WHAT TO PRODUCE:
Arrange the entries from the first one through the line with "[0,785,680,1024]" as a two-column CSV with the headers instruction and box. Give one row per entry, put each field in quotation marks, and replace any line breaks with spaces.

SUPPLIED DATA:
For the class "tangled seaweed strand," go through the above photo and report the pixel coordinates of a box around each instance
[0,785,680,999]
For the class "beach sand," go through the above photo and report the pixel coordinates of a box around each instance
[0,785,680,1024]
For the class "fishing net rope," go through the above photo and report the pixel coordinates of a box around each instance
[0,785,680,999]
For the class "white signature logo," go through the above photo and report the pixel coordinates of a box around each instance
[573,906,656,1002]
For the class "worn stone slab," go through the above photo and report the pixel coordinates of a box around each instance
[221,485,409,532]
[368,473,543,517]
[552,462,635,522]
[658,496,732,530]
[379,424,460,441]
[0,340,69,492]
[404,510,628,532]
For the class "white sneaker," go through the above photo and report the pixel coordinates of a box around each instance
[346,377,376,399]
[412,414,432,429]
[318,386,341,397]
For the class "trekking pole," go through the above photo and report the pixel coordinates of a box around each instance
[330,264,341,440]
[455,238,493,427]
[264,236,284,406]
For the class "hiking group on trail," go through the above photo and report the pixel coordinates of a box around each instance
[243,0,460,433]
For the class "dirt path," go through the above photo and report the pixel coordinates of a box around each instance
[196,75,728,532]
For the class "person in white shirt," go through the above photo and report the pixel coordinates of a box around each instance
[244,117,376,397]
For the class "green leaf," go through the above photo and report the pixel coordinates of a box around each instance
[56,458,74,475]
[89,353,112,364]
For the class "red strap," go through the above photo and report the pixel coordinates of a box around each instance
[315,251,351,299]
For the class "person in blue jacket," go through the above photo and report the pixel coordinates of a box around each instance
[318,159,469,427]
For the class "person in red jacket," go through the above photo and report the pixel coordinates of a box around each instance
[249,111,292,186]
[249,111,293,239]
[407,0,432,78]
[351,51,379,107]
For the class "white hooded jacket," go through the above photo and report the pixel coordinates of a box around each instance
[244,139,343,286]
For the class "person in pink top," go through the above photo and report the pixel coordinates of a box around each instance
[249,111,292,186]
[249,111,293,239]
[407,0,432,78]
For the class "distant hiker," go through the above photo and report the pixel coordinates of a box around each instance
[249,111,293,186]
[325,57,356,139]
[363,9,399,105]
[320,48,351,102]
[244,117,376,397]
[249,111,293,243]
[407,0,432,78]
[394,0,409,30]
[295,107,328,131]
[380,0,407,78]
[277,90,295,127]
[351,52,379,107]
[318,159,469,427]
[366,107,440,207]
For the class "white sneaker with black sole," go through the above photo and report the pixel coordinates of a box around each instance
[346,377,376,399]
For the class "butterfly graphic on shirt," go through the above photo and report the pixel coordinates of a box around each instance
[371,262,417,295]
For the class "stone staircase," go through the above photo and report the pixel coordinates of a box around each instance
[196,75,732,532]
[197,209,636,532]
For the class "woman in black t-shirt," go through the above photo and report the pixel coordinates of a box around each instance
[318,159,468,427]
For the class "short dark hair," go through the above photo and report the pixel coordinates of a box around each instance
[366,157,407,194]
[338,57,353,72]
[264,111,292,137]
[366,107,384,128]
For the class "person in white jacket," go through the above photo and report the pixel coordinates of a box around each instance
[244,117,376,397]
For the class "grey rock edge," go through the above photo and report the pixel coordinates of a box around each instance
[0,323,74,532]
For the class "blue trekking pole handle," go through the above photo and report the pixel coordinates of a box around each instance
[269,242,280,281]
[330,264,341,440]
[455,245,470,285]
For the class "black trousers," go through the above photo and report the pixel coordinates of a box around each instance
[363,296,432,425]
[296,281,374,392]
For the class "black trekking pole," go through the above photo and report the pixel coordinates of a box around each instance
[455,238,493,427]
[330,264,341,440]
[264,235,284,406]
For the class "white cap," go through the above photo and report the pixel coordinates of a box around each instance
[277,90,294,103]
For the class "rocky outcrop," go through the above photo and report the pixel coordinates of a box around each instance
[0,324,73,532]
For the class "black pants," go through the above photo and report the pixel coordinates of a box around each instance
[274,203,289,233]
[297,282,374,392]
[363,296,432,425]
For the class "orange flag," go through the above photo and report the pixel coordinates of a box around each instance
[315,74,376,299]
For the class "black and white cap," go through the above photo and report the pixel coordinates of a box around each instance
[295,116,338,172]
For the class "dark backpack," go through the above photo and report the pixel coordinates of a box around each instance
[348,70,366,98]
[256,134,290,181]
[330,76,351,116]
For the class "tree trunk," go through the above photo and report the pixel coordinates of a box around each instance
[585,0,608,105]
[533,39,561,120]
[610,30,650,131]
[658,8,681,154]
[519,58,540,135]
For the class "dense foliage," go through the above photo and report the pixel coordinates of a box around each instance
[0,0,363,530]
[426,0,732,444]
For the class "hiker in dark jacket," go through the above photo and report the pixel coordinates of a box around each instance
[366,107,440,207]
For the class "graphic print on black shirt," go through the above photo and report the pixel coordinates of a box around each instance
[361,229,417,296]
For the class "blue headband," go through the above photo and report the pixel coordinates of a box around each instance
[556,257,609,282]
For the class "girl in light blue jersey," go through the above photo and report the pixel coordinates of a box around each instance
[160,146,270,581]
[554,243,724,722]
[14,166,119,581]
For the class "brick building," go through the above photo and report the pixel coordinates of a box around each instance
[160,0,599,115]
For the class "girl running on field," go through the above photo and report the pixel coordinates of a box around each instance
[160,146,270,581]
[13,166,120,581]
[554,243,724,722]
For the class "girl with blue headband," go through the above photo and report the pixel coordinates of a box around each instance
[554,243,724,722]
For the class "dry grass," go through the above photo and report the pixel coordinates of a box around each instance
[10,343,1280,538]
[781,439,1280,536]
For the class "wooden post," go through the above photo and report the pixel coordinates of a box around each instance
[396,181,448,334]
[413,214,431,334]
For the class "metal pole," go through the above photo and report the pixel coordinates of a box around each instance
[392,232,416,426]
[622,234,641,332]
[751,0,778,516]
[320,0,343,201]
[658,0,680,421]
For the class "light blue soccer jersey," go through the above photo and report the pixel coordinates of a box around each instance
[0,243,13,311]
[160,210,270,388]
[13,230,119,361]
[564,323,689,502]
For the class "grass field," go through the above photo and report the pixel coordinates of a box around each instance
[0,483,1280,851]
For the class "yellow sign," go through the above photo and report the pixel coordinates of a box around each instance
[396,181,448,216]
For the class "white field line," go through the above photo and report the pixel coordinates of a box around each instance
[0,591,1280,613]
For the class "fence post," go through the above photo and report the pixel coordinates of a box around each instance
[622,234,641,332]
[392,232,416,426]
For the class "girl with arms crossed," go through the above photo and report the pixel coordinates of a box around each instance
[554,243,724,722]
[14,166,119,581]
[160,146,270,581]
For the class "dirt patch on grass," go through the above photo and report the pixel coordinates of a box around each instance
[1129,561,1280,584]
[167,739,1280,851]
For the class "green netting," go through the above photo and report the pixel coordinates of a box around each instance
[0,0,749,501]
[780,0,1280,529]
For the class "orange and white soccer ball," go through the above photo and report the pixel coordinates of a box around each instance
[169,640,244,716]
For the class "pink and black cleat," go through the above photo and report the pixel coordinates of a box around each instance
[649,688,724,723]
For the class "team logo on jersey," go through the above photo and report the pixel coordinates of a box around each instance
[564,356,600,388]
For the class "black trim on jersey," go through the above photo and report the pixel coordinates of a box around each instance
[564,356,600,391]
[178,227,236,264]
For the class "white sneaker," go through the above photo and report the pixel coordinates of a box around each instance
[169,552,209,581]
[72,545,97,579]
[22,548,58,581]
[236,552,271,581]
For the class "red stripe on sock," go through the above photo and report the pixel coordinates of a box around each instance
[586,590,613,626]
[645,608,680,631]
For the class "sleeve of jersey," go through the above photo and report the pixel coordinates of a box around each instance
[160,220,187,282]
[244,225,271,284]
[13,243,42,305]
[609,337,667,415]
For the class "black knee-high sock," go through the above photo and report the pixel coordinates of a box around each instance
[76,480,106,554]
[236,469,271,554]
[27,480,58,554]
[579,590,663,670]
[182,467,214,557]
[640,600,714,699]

THE OUTPUT:
instruction,box
"For the class ""tangled seaweed strand,"" go through the above photo and report the pixel coordinates of a box around each instance","[0,785,680,999]"
"For the class ""beach sand,"" go through the above photo and report the pixel coordinates of a box around each instance","[0,785,680,1024]"